• _QUOTED PASSAGE_

****************

Sunday, February 23, 2014

"Adam and Abraham, not "Odam and Afroom" - on an 18th century attempt to prove the correct Hebrew pronunciation tradition


This is really cool. This is a leaf from a manuscript called Sukkat David. It's a notebook of David Franco Mendes, 18th century Hebrew writer and poet of Amsterdam. He is best known (to me, anyway) for being a close friend and disciple of Rabbi Moshe Haim Luzzatto when the latter lived in Amsterdam, and also for being one of the original Meassefim, a contributor to the first periodical of the Berlin Haskalah, where he contributed poems and biographical articles about gedolei yisrael.

****************

• _TASK INSTRUCTIONS_
a: Reproduce the Sukkat David post from "This is really" to "about gedolei yisrael.".
b: According to the Sukkat David post, whose close friend and disciple was David Franco Mendes?

****************

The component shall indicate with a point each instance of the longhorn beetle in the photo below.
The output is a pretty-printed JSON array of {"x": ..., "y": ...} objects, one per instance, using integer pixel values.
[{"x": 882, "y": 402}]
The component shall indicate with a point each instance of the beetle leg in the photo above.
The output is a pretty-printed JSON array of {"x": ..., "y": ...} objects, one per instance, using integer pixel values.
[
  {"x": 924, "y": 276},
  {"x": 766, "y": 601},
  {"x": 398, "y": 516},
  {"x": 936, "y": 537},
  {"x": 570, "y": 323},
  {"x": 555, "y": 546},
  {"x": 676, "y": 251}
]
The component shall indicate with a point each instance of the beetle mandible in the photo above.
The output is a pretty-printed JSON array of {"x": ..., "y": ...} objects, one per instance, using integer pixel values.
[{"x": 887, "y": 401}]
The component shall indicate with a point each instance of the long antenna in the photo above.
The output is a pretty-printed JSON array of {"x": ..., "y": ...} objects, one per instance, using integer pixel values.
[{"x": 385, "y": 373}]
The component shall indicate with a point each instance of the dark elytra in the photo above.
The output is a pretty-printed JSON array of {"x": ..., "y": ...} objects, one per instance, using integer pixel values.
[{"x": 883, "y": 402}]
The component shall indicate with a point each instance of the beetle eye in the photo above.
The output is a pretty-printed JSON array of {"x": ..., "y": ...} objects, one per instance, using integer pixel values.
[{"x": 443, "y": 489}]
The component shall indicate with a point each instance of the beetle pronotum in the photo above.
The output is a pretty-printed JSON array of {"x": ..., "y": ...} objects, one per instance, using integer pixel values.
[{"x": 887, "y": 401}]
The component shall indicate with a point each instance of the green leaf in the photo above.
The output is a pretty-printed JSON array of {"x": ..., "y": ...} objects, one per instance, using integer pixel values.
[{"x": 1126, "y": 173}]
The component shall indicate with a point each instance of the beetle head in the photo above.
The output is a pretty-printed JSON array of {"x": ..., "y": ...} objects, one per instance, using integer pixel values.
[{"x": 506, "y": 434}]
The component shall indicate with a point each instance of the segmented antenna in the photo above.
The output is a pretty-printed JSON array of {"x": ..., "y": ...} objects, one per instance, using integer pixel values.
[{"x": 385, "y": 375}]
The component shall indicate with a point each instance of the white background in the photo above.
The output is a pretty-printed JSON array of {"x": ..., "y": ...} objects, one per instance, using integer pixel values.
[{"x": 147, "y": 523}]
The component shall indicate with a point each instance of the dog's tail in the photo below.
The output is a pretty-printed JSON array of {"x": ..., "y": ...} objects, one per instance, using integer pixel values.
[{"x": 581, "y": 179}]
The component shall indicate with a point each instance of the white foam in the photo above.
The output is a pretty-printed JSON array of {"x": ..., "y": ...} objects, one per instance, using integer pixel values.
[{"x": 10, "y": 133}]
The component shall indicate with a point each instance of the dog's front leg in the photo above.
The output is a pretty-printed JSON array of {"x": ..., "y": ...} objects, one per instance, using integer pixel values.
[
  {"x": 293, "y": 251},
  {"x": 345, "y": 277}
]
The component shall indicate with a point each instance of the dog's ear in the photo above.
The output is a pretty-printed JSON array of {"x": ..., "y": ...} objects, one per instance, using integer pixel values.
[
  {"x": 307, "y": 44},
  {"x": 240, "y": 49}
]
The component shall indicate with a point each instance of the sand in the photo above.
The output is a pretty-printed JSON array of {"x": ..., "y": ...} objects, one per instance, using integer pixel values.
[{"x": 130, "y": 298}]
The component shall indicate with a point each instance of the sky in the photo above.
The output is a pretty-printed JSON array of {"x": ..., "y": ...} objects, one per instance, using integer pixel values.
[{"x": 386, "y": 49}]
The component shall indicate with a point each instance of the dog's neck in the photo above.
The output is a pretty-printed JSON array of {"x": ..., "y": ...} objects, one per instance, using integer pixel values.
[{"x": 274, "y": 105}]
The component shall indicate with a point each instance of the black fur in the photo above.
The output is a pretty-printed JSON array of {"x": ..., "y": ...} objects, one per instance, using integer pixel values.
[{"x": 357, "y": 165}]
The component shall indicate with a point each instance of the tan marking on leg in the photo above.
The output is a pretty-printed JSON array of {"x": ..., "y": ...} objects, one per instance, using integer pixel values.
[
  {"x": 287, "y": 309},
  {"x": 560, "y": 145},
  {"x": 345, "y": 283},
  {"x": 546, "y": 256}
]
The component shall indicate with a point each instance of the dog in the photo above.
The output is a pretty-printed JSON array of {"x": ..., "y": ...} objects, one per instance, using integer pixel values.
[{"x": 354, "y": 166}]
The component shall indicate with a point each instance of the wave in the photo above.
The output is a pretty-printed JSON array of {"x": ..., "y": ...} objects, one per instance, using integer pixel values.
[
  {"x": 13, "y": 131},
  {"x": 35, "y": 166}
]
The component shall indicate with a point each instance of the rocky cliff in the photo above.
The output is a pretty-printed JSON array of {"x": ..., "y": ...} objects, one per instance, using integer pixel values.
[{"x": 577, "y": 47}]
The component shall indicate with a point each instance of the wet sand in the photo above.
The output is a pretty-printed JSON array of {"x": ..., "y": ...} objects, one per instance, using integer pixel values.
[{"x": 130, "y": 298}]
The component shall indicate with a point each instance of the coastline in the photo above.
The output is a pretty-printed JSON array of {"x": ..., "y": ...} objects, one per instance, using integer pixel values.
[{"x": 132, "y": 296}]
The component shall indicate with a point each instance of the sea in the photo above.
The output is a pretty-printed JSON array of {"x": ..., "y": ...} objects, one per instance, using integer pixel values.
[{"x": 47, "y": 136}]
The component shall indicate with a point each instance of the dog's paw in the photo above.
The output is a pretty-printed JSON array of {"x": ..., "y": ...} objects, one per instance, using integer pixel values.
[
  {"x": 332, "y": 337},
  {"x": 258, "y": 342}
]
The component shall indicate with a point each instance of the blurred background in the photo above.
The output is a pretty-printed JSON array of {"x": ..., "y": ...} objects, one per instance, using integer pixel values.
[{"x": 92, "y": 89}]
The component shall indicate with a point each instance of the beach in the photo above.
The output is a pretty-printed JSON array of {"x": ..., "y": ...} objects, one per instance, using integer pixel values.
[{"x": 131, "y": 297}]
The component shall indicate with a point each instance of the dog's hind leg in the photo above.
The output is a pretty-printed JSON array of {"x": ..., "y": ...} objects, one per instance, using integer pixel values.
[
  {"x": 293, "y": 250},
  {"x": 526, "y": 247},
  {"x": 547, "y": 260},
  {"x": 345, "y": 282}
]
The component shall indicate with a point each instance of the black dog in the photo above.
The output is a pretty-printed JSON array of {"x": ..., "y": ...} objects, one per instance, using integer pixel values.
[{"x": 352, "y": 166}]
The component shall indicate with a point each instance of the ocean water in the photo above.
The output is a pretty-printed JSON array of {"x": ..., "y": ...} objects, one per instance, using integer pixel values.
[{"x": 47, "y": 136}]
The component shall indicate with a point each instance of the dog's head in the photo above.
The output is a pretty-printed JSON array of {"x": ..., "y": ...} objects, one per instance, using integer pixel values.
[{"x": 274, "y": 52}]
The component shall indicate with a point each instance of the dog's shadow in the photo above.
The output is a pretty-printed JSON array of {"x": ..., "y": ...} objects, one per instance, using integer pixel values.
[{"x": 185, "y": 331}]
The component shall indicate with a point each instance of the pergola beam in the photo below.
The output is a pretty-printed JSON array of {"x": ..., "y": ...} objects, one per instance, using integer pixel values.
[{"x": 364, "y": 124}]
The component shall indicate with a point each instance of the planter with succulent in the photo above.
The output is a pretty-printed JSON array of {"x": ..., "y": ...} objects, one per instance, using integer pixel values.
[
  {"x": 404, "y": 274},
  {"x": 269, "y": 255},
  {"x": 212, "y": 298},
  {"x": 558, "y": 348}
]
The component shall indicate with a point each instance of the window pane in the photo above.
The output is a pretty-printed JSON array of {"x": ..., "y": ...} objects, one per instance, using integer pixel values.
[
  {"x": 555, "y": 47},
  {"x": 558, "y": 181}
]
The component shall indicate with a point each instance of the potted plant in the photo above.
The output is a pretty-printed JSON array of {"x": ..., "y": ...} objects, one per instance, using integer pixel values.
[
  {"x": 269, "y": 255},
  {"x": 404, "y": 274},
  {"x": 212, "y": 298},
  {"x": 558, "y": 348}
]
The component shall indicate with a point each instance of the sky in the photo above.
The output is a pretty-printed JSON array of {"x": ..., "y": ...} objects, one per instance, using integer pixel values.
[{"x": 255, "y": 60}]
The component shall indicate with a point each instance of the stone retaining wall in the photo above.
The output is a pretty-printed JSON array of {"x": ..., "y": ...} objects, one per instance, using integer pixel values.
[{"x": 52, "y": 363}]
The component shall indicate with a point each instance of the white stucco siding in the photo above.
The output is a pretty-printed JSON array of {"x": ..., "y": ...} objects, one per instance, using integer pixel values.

****************

• _REPLIES_
a:
This is really cool. This is a leaf from a manuscript called Sukkat David. It's a notebook of David Franco Mendes, 18th century Hebrew writer and poet of Amsterdam. He is best known (to me, anyway) for being a close friend and disciple of Rabbi Moshe Haim Luzzatto when the latter lived in Amsterdam, and also for being one of the original Meassefim, a contributor to the first periodical of the Berlin Haskalah, where he contributed poems and biographical articles about gedolei yisrael.

b: Rabbi Moshe Haim Luzzatto